**YOUR TASK:** Locate every line in the records below that contains the word "face", and copy each one.

** LISTED ENTRIES follows **

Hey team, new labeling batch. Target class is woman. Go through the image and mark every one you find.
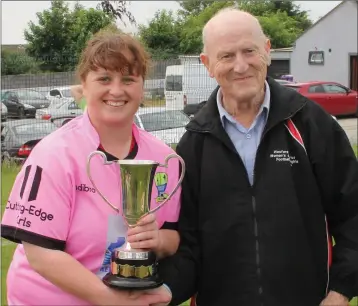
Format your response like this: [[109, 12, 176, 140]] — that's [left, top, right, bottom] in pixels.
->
[[1, 30, 180, 306]]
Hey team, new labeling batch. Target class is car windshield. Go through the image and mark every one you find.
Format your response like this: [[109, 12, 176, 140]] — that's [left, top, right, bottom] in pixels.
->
[[139, 110, 189, 132], [17, 90, 46, 100], [14, 123, 57, 137], [61, 89, 72, 98]]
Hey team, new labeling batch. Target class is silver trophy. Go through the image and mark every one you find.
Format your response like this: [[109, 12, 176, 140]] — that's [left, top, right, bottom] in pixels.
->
[[86, 151, 185, 290]]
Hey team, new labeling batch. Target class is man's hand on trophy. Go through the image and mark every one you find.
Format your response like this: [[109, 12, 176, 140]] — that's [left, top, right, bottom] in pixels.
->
[[127, 213, 162, 252]]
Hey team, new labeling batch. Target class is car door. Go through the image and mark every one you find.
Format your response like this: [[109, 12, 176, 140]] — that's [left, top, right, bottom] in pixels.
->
[[322, 83, 354, 116], [306, 84, 332, 113], [5, 92, 22, 116]]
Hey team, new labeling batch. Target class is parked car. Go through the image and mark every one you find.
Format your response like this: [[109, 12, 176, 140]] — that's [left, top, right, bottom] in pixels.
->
[[283, 81, 358, 116], [46, 86, 75, 103], [275, 79, 294, 85], [134, 107, 190, 146], [36, 99, 83, 120], [1, 94, 36, 119], [1, 119, 58, 162], [1, 89, 49, 118], [1, 102, 8, 121]]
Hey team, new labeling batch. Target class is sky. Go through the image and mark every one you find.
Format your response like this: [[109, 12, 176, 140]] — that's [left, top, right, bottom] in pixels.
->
[[1, 1, 342, 45]]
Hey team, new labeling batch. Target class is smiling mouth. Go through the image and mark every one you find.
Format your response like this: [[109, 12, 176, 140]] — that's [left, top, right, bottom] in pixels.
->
[[103, 100, 128, 107], [235, 76, 252, 81]]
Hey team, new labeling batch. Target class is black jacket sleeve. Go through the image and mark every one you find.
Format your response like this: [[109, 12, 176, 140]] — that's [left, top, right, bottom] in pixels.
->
[[159, 131, 202, 305], [307, 106, 358, 300]]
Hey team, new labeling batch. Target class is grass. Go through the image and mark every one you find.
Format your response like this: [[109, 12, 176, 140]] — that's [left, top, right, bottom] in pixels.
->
[[1, 146, 358, 305]]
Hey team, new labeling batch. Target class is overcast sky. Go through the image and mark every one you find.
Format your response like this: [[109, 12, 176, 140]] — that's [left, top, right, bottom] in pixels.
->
[[1, 1, 341, 45]]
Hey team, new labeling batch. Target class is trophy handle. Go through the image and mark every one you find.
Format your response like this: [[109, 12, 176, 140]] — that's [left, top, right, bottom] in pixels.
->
[[86, 151, 119, 213], [148, 153, 186, 214]]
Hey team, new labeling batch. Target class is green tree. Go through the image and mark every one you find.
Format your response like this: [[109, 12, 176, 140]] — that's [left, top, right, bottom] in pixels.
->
[[138, 10, 182, 60], [97, 0, 136, 25], [24, 0, 114, 71], [258, 11, 303, 48], [1, 50, 40, 75], [180, 1, 235, 54], [237, 0, 312, 31], [177, 0, 217, 18]]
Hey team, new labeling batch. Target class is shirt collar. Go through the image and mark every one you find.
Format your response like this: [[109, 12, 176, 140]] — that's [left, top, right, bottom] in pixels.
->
[[216, 80, 271, 126]]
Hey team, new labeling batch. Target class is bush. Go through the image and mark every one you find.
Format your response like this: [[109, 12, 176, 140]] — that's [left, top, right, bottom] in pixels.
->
[[1, 50, 40, 75]]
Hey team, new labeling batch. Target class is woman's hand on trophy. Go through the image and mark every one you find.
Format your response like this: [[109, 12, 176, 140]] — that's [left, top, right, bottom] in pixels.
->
[[127, 213, 162, 252]]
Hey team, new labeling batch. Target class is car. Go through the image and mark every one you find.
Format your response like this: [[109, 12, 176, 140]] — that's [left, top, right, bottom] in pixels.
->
[[283, 81, 358, 116], [134, 107, 190, 146], [1, 102, 8, 121], [2, 89, 51, 110], [46, 86, 75, 102], [36, 99, 83, 121], [1, 119, 58, 163], [275, 79, 294, 85]]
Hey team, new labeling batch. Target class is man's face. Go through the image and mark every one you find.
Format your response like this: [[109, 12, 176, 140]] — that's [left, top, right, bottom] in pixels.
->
[[201, 25, 271, 102]]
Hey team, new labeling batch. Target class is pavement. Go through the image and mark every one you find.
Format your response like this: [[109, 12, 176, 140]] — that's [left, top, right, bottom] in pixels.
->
[[338, 117, 357, 145]]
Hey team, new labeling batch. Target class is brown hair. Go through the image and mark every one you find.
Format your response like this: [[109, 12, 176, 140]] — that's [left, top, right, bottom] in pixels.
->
[[77, 29, 151, 81]]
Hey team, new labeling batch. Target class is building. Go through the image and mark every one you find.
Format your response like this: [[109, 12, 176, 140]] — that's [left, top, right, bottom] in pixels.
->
[[179, 50, 293, 79], [290, 1, 358, 90]]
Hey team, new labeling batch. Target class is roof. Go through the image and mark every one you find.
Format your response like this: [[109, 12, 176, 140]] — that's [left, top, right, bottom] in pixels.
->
[[1, 119, 52, 127], [295, 1, 356, 42]]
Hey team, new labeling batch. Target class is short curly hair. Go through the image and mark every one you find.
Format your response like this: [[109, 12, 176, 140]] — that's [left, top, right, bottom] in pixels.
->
[[77, 29, 151, 81]]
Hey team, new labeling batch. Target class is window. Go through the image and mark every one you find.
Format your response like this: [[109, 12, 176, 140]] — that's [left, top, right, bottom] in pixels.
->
[[68, 101, 80, 110], [165, 75, 183, 91], [17, 90, 45, 100], [308, 85, 325, 93], [50, 90, 61, 97], [139, 110, 189, 132], [60, 89, 72, 98], [14, 123, 57, 137], [308, 51, 324, 65], [323, 84, 347, 94]]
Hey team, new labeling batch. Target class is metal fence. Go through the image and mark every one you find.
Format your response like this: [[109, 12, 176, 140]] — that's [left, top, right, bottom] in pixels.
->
[[1, 57, 223, 163]]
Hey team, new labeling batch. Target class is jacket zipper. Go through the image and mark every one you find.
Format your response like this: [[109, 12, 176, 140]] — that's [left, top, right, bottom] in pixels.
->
[[250, 107, 306, 305], [187, 103, 305, 306]]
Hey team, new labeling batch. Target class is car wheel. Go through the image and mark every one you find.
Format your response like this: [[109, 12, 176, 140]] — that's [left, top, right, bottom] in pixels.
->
[[62, 119, 72, 126]]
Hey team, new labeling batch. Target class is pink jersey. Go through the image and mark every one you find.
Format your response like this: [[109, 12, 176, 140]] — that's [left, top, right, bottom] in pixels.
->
[[1, 110, 181, 306]]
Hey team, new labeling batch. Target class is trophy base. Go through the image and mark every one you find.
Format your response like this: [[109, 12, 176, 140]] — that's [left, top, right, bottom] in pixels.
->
[[103, 272, 163, 290]]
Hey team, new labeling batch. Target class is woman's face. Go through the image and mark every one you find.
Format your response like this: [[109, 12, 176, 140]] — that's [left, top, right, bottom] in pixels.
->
[[82, 66, 144, 127]]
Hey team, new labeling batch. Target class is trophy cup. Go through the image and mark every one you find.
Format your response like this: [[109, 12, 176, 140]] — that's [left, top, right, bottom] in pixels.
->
[[86, 151, 185, 290]]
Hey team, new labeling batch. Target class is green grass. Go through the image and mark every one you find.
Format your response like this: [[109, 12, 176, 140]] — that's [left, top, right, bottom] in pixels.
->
[[1, 145, 357, 305]]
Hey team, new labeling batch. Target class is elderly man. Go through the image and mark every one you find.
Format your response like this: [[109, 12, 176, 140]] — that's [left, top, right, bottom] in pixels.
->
[[159, 8, 358, 306]]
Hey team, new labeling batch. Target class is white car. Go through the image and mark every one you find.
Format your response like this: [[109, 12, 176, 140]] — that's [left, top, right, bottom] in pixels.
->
[[134, 107, 190, 146], [46, 86, 74, 103], [36, 100, 83, 122]]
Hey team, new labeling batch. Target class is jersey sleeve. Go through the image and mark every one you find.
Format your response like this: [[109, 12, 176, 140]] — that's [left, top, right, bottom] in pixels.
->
[[1, 152, 72, 251], [153, 155, 182, 231]]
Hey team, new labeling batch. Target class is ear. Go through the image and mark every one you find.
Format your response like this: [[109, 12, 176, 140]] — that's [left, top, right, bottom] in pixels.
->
[[200, 53, 214, 78], [265, 39, 271, 54]]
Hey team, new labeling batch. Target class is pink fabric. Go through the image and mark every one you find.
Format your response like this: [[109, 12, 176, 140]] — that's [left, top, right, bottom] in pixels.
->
[[2, 110, 181, 305]]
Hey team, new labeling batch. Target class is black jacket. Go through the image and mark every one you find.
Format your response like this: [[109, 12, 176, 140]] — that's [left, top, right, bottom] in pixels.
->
[[159, 77, 358, 306]]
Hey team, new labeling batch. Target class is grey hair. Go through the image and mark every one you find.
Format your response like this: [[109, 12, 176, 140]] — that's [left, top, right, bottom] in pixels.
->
[[202, 7, 271, 65]]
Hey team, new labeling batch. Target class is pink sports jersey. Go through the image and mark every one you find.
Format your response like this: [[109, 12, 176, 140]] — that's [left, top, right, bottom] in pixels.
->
[[1, 110, 181, 306]]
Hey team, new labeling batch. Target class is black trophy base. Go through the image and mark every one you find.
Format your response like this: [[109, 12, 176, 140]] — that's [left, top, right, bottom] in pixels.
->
[[103, 273, 163, 290]]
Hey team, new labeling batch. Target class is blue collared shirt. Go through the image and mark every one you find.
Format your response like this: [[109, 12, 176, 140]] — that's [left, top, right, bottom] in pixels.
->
[[217, 81, 271, 185]]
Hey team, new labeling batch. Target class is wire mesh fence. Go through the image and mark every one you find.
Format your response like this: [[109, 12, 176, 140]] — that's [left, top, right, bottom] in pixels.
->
[[1, 56, 221, 163], [1, 53, 357, 164]]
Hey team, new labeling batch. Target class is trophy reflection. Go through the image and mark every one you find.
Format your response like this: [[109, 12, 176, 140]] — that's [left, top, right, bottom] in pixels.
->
[[87, 151, 185, 290]]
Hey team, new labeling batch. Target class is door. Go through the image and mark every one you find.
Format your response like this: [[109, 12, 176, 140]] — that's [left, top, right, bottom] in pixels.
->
[[5, 92, 21, 115], [322, 83, 355, 116], [165, 75, 184, 110], [306, 84, 332, 113], [350, 55, 358, 91], [267, 60, 290, 79]]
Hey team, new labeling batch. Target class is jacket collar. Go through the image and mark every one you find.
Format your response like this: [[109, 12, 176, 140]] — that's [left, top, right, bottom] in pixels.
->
[[186, 76, 307, 136]]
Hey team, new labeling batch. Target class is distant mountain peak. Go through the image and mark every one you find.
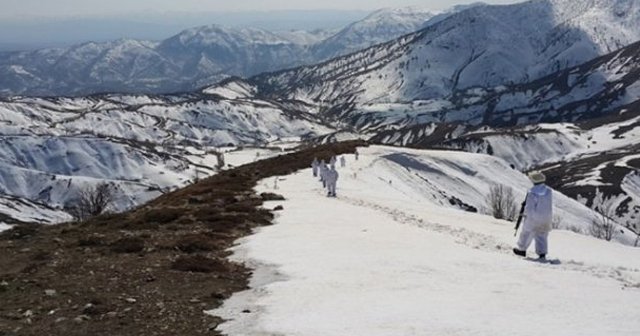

** End of LISTED ENTRIES **

**EXERCISE SOLUTION:**
Hey team, new labeling batch. Target class is man's face. Go through the image and mark every one you find.
Hey team, new labeling batch. Target class is woman's face. Go through the image and mark every one you find.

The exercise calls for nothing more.